* [EXERCISE TASK]: Copy the records below line for line, changing nothing.

Data listing:
┌──

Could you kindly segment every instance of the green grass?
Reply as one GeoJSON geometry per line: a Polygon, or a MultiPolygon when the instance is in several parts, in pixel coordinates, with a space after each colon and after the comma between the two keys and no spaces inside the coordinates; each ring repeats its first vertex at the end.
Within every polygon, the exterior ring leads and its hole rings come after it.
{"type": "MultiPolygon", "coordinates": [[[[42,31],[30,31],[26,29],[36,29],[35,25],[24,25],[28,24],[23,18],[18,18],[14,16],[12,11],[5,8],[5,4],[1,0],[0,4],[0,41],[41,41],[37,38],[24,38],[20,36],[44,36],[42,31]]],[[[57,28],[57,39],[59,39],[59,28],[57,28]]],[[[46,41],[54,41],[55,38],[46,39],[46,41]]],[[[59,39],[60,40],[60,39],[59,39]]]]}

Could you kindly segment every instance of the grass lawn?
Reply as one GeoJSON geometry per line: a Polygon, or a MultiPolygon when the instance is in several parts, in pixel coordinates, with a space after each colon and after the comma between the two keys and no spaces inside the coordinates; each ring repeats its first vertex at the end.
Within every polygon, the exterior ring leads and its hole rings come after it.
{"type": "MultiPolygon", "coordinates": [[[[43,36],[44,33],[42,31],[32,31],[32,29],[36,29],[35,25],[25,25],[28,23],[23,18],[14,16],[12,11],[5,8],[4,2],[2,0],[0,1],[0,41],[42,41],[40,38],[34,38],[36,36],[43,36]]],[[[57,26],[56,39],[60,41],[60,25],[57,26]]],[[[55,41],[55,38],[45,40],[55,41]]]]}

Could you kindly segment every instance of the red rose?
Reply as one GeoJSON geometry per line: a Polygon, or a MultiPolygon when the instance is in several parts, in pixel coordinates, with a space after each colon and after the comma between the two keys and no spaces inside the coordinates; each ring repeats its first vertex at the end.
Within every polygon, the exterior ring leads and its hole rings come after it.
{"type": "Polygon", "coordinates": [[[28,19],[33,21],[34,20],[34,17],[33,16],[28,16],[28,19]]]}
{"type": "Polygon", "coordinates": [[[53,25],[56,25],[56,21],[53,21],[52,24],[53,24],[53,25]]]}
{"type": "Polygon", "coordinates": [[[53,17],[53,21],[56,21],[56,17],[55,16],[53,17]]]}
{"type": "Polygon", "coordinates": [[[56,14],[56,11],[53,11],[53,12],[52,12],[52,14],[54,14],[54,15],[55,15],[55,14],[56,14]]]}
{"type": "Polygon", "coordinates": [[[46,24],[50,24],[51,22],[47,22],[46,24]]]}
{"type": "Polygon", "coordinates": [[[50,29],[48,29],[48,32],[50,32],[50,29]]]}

└──

* [TASK OUTPUT]:
Could you kindly segment every instance of the green grass?
Reply as one GeoJSON geometry per line: a Polygon, or a MultiPolygon when the instance is in several parts, in pixel coordinates, with a space after each colon and after the comma between the two keys and no spaces inside the coordinates; each ring repeats its first vertex at the end.
Within every polygon, the exterior ring leads and its hole rings come after it.
{"type": "MultiPolygon", "coordinates": [[[[42,31],[30,31],[26,29],[36,29],[35,25],[24,25],[28,24],[23,18],[18,18],[14,16],[12,11],[5,8],[5,4],[1,0],[0,4],[0,41],[41,41],[37,38],[24,38],[20,36],[44,36],[42,31]]],[[[57,28],[57,39],[59,39],[59,28],[57,28]]],[[[46,41],[54,41],[55,38],[46,39],[46,41]]],[[[59,39],[60,40],[60,39],[59,39]]]]}

Could you kindly segment every instance of the grass lawn?
Reply as one GeoJSON geometry per line: a Polygon, or a MultiPolygon when the instance is in several parts, in pixel coordinates, with a space after each colon and after the comma between the two keys and no spaces inside the coordinates; each ring repeats its first vertex at the end.
Within every polygon, the exterior ring leads and its hole rings come after it.
{"type": "MultiPolygon", "coordinates": [[[[43,36],[44,33],[42,31],[32,31],[32,29],[36,29],[35,25],[25,25],[28,23],[23,18],[14,16],[12,11],[5,8],[4,2],[2,0],[0,1],[0,41],[42,41],[40,38],[34,38],[36,36],[43,36]]],[[[57,26],[56,39],[60,41],[60,25],[57,26]]],[[[55,41],[55,38],[45,40],[55,41]]]]}

Could you kindly segment every instance of the red rose?
Reply as one GeoJSON geometry per line: a Polygon, or a MultiPolygon when the instance is in several parts, in pixel coordinates, with a space after each colon and after the comma between the two keys and no spaces inside the coordinates; each ring repeats its first vertex at the end.
Within every polygon, the exterior ring leads and its hole rings come after it.
{"type": "Polygon", "coordinates": [[[28,19],[33,21],[34,20],[34,17],[33,16],[28,16],[28,19]]]}
{"type": "Polygon", "coordinates": [[[53,25],[56,25],[56,21],[53,21],[52,24],[53,24],[53,25]]]}
{"type": "Polygon", "coordinates": [[[53,17],[53,21],[56,21],[56,17],[55,16],[53,17]]]}
{"type": "Polygon", "coordinates": [[[56,14],[56,11],[53,11],[53,12],[52,12],[52,14],[54,14],[54,15],[55,15],[55,14],[56,14]]]}
{"type": "Polygon", "coordinates": [[[46,24],[50,24],[51,22],[47,22],[46,24]]]}
{"type": "Polygon", "coordinates": [[[50,29],[48,29],[48,32],[50,32],[50,29]]]}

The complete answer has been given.